++++ Data for this task ++++

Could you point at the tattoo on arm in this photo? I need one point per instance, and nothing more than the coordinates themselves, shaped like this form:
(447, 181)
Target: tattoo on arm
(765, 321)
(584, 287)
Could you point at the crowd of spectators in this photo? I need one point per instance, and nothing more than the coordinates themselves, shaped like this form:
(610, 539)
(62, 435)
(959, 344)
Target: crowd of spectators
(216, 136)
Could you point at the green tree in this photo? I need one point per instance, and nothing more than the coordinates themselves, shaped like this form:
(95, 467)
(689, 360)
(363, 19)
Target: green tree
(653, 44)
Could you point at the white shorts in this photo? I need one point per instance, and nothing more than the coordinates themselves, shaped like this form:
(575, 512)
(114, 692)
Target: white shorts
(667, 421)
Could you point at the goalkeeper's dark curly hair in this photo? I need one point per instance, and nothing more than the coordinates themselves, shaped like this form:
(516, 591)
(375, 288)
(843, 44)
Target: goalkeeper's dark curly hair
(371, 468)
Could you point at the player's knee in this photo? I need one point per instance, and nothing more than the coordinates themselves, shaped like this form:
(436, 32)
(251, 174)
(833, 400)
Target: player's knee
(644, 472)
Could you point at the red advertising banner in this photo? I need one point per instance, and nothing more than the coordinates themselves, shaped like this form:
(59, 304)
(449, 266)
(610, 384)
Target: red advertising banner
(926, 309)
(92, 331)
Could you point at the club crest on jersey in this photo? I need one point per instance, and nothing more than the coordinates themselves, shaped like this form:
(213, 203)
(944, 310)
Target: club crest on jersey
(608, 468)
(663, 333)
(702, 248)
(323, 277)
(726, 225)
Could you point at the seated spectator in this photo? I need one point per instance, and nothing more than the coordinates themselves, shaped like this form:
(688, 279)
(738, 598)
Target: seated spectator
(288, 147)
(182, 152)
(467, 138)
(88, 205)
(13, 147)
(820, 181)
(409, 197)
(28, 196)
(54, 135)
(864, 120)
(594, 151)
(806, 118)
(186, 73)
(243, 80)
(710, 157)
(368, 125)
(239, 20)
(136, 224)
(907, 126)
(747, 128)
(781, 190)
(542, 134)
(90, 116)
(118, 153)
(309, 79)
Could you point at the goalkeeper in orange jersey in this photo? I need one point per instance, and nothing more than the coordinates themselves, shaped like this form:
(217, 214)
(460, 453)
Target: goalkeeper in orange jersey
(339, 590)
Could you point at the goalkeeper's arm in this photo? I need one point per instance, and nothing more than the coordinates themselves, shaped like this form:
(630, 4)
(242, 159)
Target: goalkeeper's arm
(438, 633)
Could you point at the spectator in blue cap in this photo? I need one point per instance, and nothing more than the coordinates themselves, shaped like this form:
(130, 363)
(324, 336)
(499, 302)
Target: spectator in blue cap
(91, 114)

++++

*Aim*
Return every entry exactly as given.

*Correct result*
Could you point at the tattoo on arm in this photo? I need one point per instance, and nothing more than the coordinates themselves, shaped like this form:
(447, 181)
Target: tattoo on arm
(765, 321)
(584, 287)
Could you point at the crowd of spectators in this photo? I need one point per instance, and nothing more than the coordinates themselves, shaped like this form:
(610, 539)
(62, 435)
(959, 344)
Target: crowd of spectators
(216, 136)
Could you point at the green tree in this photo? I need one point per instance, and nothing more than the coordinates themselves, shaped like this form:
(95, 467)
(689, 360)
(363, 19)
Target: green tree
(653, 44)
Could you point at the white shorts in this photo? I need one point per instance, and nothing more than the coordinates themselves, shaped like this form:
(575, 512)
(114, 692)
Target: white shorts
(667, 421)
Could you point at the goalkeeper's dark curly hair in this photo? I need one point per instance, and nothing more than the coordinates themselves, shaped like this form:
(516, 591)
(375, 288)
(843, 44)
Target: goalkeeper's dark curly hair
(371, 468)
Could you point at the player's knee in this photo? I need one point per instance, and nothing more than the coordinates themselves, shaped like this form:
(436, 32)
(251, 174)
(833, 400)
Target: player's knee
(644, 472)
Could you point at the red advertising banner in this photo? I need one point per instance, and nothing more than the coordinates themselves, shaped like this form:
(59, 304)
(449, 266)
(610, 384)
Target: red advertising banner
(926, 309)
(92, 331)
Could you point at the club crest on jersey in this photo? I need one point per instance, and nothing more than the coordinates themselves, shaped like this form:
(213, 203)
(944, 310)
Target: club crest on jersey
(608, 468)
(663, 333)
(702, 248)
(323, 277)
(726, 225)
Could you point at the seated spectator in this photo? I need one point per instance, and nothing more than the coordinates themselves, shaped like this form:
(688, 279)
(738, 598)
Target: seated spectator
(288, 147)
(182, 152)
(467, 138)
(88, 205)
(13, 147)
(820, 181)
(409, 197)
(28, 196)
(54, 135)
(864, 120)
(594, 151)
(806, 118)
(186, 73)
(243, 80)
(710, 157)
(368, 125)
(239, 20)
(136, 224)
(907, 126)
(747, 128)
(781, 190)
(542, 134)
(90, 116)
(118, 153)
(309, 79)
Could you point at the goalkeeper in orange jersey in this photo? I need one point per instance, and nothing more than the coordinates themselves, shaped like this form:
(217, 214)
(460, 453)
Target: goalkeeper in orange jersey
(339, 590)
Could you point at the goalkeeper's arm in this photo? I need one point per instance, and nothing more than the coordinates themselves, shaped like this form:
(630, 4)
(242, 159)
Target: goalkeeper's arm
(438, 633)
Could you point at the spectator in blue cap in this photo? I need one point per instance, and nothing more than the coordinates themselves, shaped like this form:
(130, 363)
(324, 336)
(499, 302)
Target: spectator in blue cap
(91, 114)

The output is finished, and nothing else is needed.